Work item
Tell how many lines of the data include the word "instance". Nothing but the number belongs in the answer.

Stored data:
- - -

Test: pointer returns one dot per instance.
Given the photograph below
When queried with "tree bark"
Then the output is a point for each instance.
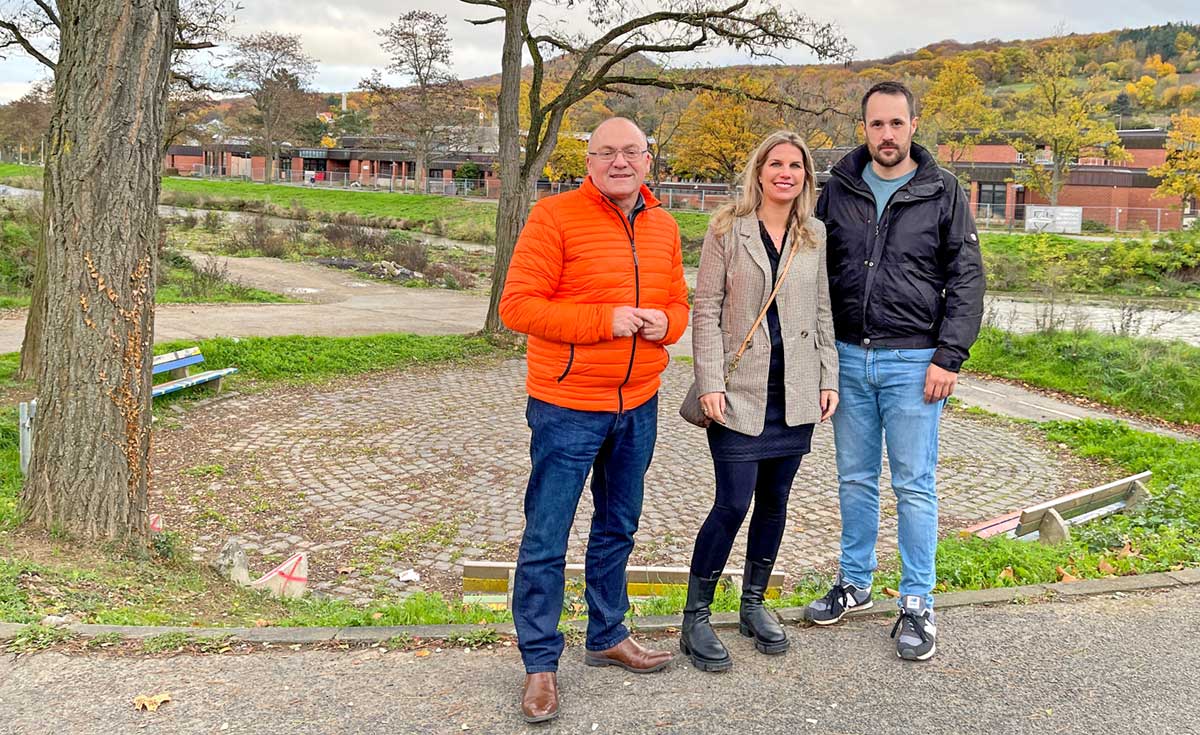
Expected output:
(515, 195)
(91, 440)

- - -

Task answer
2